**TEXTE DE LA PAGE**
--
Le Journal National, de Washington, fait mention d’un homme appellé Alexander Berkeley, et de sa femme, qui demeurent dans le comté de Charlotte, dans la Virginie, et sont âgés, le premier de 118 ans, et la dernière de 107. Berkeley est natif d’Ecosse; il servit comme soldat, sous le Duc de Marlborough, et émigra en Amérique après la mort de la reine Anne.
Le même journal parle d’un autre ex-soldat, Allemand de naissance, qui demeure dans les environs du lac Champlain, et est âgé, d’après un calcul, de 133 ans, et d’après un autre, de 141.
Quoique le climat du Canada ait toujours passé pour salubre, on n’y a jamais vu, à ce que nous croyons, d’exemples de longévité aussi extraordinaires que ceux que nous venons de citer. L’homme mort ici dans l’âge le plus avancé, à notre connaissance, était un ex-soldat français connu sous le nom de guerre de Vivarais. Nous nous rappelions de l’avoir vu dans notre enfance, il y a environ 30 ans. Il marchait tout courbé, et était obligé de se porter la tête tout-à-fait en arrière pour voir devant lui. Il se disait alors âgé de 118 ans, et nous croyons qu’il mourut un ou deux ans après, dans sa 120e. année.
--
**MATÉRIEL PRÉSENTÉ**
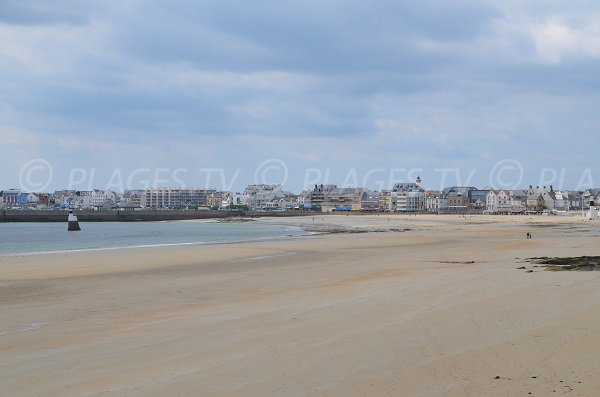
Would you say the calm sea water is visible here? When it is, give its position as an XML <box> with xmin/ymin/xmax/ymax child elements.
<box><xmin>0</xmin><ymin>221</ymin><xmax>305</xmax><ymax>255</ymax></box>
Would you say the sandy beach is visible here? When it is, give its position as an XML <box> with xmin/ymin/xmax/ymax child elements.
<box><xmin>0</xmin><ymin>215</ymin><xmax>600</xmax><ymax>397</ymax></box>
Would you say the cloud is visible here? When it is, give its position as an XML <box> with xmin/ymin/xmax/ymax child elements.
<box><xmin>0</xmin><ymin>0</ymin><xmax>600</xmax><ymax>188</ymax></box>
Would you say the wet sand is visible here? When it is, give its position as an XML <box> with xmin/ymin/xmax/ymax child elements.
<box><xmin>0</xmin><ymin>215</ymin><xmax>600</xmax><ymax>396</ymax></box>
--
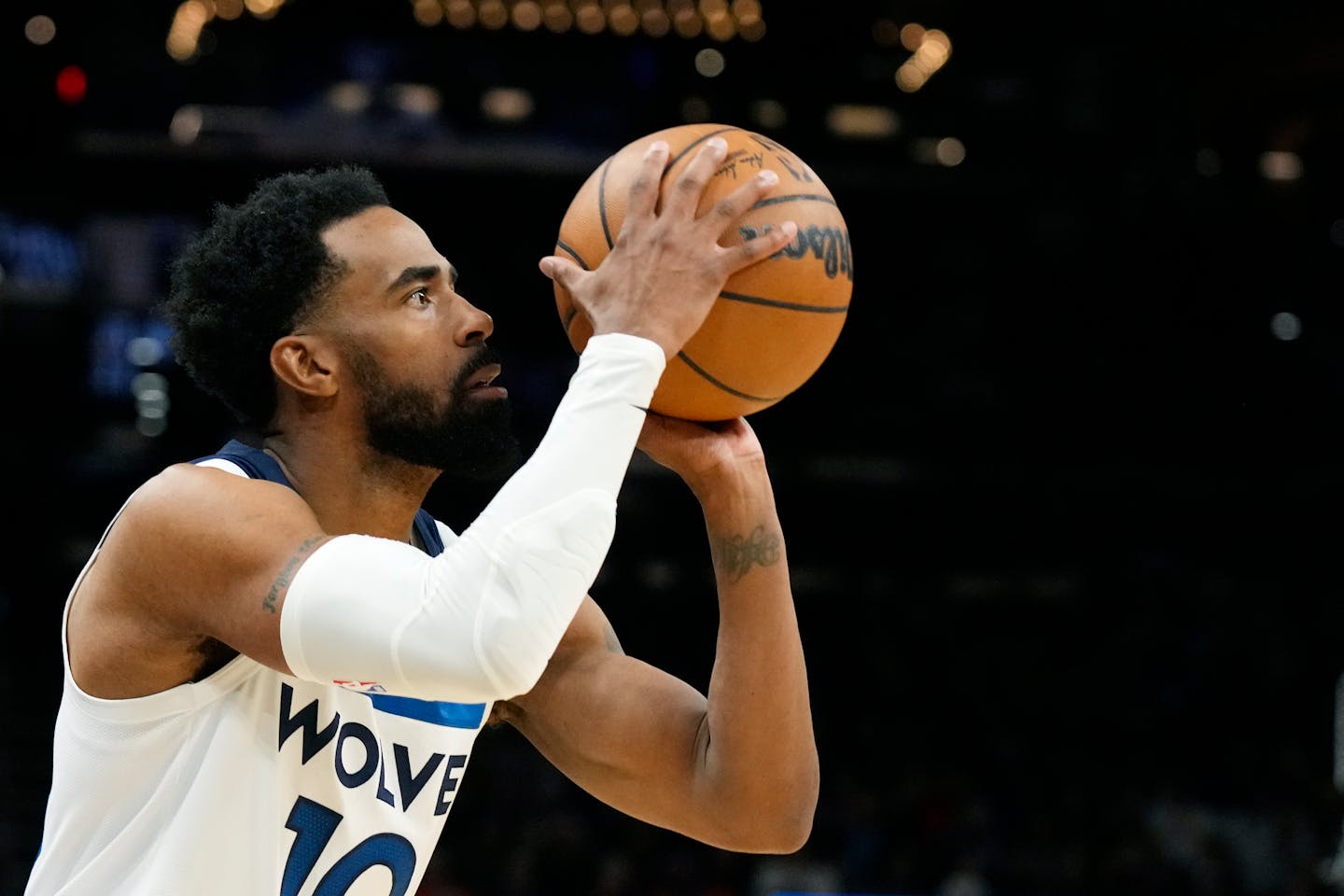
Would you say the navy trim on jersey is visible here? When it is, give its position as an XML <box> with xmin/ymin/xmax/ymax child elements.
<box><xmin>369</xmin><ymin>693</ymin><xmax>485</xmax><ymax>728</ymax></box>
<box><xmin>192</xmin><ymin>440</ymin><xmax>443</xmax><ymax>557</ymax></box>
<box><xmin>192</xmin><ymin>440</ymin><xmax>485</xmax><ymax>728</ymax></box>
--
**À FAIRE**
1) Extrayez du texte sur la longévité le passage commençant par « Le Journal National, de » et allant jusqu'à « autre, de 141. » inclus.
2) Répondez brièvement à ces questions sur le texte sur la longévité :
(a) Quel âge a la femme d'Alexander Berkeley ?
(b) Près de quel lac demeure l'ex-soldat allemand ?
(c) Sous quel nom de guerre était connu l'ex-soldat français ?
3) Poursuivez le texte sur la longévité après sa dernière phrase.

**RÉPONSES RÉDIGÉES**
1)
Le Journal National, de Washington, fait mention d’un homme appellé Alexander Berkeley, et de sa femme, qui demeurent dans le comté de Charlotte, dans la Virginie, et sont âgés, le premier de 118 ans, et la dernière de 107. Berkeley est natif d’Ecosse; il servit comme soldat, sous le Duc de Marlborough, et émigra en Amérique après la mort de la reine Anne.
Le même journal parle d’un autre ex-soldat, Allemand de naissance, qui demeure dans les environs du lac Champlain, et est âgé, d’après un calcul, de 133 ans, et d’après un autre, de 141.

2)
(a) 107 ans
(b) Le lac Champlain
(c) Vivarais

3)
On nous dit qu’il existe dans l’un des fauxbourgs de Montréal, un autre ex-soldat français qui se dit âgé de 113 ou 114 ans, et le prouve par un extrait baptistaire qu’il a eu le soin d’apporter avec lui, en venant dans ce pays, comme s’il eût prévu que son âge dût être, un jour, un objet de curiosité.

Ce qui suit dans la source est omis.